**AIM OF THE TASK**
Swap "negative clicks" for "exclusion clicks" in the lines below and keep every other part the same.

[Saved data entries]

[Start of Attachment]

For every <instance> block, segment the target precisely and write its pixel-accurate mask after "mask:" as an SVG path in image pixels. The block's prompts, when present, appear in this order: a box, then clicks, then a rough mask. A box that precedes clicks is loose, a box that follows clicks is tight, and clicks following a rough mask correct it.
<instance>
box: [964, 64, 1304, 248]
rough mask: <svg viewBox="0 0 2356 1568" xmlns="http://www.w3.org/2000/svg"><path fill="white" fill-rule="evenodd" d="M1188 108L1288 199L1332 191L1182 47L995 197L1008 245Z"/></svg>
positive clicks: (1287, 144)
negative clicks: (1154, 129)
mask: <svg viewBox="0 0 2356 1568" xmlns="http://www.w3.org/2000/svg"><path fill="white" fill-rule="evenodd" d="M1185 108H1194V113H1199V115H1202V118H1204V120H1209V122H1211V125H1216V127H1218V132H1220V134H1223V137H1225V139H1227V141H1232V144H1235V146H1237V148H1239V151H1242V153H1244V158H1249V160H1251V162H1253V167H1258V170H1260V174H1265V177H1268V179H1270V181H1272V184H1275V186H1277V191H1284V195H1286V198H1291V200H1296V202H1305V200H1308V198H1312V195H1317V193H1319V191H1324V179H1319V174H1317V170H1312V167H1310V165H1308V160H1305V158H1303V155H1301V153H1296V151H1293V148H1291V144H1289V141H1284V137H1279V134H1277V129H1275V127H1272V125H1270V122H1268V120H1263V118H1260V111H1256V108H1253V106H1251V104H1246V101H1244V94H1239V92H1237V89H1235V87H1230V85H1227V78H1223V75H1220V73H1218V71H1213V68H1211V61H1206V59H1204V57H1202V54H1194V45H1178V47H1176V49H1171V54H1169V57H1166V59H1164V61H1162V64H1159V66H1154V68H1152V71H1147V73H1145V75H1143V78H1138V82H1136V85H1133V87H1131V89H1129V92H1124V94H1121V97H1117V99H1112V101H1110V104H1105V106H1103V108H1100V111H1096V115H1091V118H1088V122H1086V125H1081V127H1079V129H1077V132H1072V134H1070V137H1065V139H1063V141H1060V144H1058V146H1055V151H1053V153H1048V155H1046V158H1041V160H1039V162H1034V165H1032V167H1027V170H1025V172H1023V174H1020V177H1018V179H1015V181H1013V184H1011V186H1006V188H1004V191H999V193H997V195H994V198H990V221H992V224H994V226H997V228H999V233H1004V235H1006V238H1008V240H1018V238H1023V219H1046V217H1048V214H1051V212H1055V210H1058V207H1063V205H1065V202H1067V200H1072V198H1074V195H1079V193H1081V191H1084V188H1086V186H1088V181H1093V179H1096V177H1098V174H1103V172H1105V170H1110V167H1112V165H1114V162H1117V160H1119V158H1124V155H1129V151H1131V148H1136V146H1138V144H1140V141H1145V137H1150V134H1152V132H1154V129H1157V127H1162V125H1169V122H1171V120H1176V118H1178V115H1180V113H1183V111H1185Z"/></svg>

[End of Attachment]

**RESULT**
For every <instance> block, segment the target precisely and write its pixel-accurate mask after "mask:" as an SVG path in image pixels. The block's prompts, when present, appear in this order: a box, then clicks, then a rough mask. A box that precedes clicks is loose, a box that follows clicks is tight, and clicks following a rough mask correct it.
<instance>
box: [964, 64, 1304, 248]
rough mask: <svg viewBox="0 0 2356 1568" xmlns="http://www.w3.org/2000/svg"><path fill="white" fill-rule="evenodd" d="M1188 108L1288 199L1332 191L1182 47L995 197L1008 245Z"/></svg>
positive clicks: (1287, 144)
exclusion clicks: (1154, 129)
mask: <svg viewBox="0 0 2356 1568" xmlns="http://www.w3.org/2000/svg"><path fill="white" fill-rule="evenodd" d="M1185 108H1194V113H1199V115H1202V118H1204V120H1209V122H1211V125H1216V127H1218V132H1220V134H1223V137H1225V139H1227V141H1232V144H1235V146H1237V148H1239V151H1242V153H1244V158H1249V160H1251V162H1253V167H1258V170H1260V174H1265V177H1268V179H1270V181H1272V184H1275V186H1277V191H1284V195H1286V198H1291V200H1296V202H1305V200H1308V198H1312V195H1317V193H1319V191H1324V179H1319V174H1317V170H1312V167H1310V165H1308V160H1305V158H1303V155H1301V153H1296V151H1293V148H1291V144H1289V141H1284V137H1279V134H1277V129H1275V127H1272V125H1270V122H1268V120H1263V118H1260V111H1256V108H1253V106H1251V104H1246V101H1244V94H1239V92H1237V89H1235V87H1230V85H1227V78H1223V75H1220V73H1218V71H1213V68H1211V61H1206V59H1204V57H1202V54H1194V45H1178V47H1176V49H1171V54H1169V57H1166V59H1164V61H1162V64H1159V66H1154V68H1152V71H1147V73H1145V75H1143V78H1138V82H1136V85H1133V87H1131V89H1129V92H1124V94H1121V97H1117V99H1112V101H1110V104H1105V106H1103V108H1100V111H1096V115H1091V118H1088V122H1086V125H1081V127H1079V129H1077V132H1072V134H1070V137H1065V139H1063V141H1060V144H1058V146H1055V151H1053V153H1048V155H1046V158H1041V160H1039V162H1034V165H1032V167H1027V170H1025V172H1023V174H1020V177H1018V179H1015V181H1013V184H1011V186H1006V188H1004V191H999V193H997V195H994V198H990V221H992V224H994V226H997V228H999V233H1004V235H1006V238H1008V240H1018V238H1023V219H1046V217H1048V214H1051V212H1055V210H1058V207H1063V205H1065V202H1067V200H1072V198H1074V195H1079V193H1081V191H1084V188H1086V186H1088V181H1093V179H1096V177H1098V174H1103V172H1105V170H1110V167H1112V165H1114V162H1117V160H1119V158H1124V155H1129V151H1131V148H1136V146H1138V144H1140V141H1145V137H1150V134H1152V132H1154V129H1157V127H1162V125H1169V122H1171V120H1176V118H1178V115H1180V113H1183V111H1185Z"/></svg>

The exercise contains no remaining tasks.